**** Given information

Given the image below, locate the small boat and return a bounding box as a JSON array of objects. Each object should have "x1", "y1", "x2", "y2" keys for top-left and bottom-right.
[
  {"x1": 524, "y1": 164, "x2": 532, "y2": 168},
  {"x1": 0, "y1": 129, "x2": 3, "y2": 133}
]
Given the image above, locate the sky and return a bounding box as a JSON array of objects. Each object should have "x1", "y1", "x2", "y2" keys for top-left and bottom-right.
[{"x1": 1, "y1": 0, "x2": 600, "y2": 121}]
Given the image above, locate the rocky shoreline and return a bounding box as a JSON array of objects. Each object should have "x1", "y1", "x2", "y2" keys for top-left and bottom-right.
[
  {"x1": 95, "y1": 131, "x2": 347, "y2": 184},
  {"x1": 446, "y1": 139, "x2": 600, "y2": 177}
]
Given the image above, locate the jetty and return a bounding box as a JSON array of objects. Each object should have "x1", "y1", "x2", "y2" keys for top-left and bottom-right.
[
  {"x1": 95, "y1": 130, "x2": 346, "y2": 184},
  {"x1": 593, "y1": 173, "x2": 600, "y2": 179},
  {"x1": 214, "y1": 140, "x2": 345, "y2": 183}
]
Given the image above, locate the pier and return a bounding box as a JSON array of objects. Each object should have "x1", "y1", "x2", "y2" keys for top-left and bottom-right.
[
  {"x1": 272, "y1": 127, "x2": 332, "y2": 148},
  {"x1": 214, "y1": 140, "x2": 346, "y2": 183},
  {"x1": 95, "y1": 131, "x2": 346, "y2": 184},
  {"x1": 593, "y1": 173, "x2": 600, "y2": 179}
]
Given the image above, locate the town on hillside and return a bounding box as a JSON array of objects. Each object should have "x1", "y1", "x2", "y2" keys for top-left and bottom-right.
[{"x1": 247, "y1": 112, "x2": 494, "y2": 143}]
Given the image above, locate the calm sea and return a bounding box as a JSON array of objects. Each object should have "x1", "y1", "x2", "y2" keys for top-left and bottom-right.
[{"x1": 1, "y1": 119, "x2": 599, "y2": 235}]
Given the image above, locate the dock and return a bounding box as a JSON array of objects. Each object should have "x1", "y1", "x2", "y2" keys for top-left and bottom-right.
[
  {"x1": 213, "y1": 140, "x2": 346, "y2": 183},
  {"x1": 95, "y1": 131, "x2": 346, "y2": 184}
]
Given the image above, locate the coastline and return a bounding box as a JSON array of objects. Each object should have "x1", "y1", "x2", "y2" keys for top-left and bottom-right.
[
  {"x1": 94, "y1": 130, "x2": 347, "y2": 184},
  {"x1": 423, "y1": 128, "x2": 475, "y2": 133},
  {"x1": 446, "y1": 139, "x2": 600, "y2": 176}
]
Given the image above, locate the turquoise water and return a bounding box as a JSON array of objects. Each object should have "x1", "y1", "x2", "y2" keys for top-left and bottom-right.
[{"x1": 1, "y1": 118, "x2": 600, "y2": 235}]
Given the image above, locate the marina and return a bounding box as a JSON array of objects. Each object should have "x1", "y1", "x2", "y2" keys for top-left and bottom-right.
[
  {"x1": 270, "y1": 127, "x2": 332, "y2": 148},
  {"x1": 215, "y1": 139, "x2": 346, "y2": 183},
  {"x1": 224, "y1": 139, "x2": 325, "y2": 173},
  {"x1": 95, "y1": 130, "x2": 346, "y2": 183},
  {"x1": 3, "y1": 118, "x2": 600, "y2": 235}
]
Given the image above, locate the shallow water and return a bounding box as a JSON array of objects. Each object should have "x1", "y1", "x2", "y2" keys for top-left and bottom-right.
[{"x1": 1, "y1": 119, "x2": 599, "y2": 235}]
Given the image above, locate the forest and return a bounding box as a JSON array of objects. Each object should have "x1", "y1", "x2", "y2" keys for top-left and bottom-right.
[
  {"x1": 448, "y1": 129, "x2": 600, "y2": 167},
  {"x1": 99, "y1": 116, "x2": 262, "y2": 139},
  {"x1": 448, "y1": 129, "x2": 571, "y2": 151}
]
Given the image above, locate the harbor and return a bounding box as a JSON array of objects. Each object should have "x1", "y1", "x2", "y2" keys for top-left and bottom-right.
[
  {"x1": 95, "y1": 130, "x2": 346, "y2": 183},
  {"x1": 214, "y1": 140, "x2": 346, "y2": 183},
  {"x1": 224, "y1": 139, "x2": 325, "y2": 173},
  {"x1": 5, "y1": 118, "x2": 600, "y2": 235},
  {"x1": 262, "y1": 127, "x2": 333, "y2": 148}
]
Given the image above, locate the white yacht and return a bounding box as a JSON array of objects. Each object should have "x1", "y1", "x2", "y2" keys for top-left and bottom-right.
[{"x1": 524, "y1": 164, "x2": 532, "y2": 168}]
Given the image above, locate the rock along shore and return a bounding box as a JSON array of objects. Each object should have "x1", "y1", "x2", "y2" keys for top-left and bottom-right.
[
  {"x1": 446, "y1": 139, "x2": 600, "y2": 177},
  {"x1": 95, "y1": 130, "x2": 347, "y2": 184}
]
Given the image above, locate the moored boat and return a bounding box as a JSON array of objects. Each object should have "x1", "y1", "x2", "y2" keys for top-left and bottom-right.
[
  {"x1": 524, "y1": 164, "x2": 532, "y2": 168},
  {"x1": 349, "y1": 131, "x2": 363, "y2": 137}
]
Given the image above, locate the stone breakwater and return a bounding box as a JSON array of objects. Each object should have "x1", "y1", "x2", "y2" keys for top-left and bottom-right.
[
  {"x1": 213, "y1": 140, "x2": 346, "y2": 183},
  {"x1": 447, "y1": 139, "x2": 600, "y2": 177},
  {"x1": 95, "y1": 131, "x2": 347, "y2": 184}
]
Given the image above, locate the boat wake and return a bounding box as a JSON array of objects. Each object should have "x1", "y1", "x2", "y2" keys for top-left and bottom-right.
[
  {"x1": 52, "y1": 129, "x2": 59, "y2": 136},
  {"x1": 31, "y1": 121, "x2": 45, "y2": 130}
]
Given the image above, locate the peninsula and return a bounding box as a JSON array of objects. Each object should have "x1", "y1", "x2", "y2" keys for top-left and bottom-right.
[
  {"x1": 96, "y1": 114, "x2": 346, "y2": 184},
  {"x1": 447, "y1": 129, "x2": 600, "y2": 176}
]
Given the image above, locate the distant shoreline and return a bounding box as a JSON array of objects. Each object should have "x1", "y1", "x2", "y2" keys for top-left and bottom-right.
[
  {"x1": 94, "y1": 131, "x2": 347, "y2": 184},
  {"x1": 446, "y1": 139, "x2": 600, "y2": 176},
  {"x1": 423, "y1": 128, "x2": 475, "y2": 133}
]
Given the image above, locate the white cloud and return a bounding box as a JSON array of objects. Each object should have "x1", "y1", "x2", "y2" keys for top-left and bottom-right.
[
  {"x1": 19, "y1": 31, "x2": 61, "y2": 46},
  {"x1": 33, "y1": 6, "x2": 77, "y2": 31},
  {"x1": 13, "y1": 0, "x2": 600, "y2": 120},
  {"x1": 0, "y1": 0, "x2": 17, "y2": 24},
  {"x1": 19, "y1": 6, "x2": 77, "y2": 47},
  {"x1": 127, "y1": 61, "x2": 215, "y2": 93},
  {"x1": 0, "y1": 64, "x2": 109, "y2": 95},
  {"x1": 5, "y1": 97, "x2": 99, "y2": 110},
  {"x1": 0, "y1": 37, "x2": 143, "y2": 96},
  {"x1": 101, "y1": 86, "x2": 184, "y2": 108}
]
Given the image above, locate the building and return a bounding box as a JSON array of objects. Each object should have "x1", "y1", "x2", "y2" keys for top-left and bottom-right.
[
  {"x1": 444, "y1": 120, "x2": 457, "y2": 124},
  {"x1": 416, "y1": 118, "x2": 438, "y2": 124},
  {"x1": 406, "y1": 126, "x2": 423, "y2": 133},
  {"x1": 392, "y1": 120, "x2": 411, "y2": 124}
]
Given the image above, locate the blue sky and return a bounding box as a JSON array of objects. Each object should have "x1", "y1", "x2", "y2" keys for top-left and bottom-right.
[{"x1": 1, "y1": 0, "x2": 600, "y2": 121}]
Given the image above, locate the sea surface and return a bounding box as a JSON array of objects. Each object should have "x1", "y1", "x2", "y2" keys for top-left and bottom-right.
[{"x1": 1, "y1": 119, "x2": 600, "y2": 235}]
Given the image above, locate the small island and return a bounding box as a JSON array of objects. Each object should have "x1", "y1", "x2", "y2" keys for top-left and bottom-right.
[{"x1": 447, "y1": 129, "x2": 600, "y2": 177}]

********

Every line from the one containing "Given the image above, locate the blue" through the last line above should be retyped exactly; no other lines are wanted.

### Task output
Given the image above, locate the blue sky and return a bounding box as a JSON array of objects. Each object should have "x1", "y1", "x2", "y2" keys for top-left and bottom-right.
[{"x1": 1, "y1": 0, "x2": 600, "y2": 121}]
Given the image above, locate the sea surface and return a bounding box as a JSON array of objects. Each object should have "x1", "y1", "x2", "y2" keys for top-left and bottom-right.
[{"x1": 1, "y1": 119, "x2": 600, "y2": 235}]
Given the image above, locate the small island and return a bounding box as a JSON array of objects. Each object should have "x1", "y1", "x2", "y2" keys for top-left and bottom-right.
[{"x1": 447, "y1": 129, "x2": 600, "y2": 177}]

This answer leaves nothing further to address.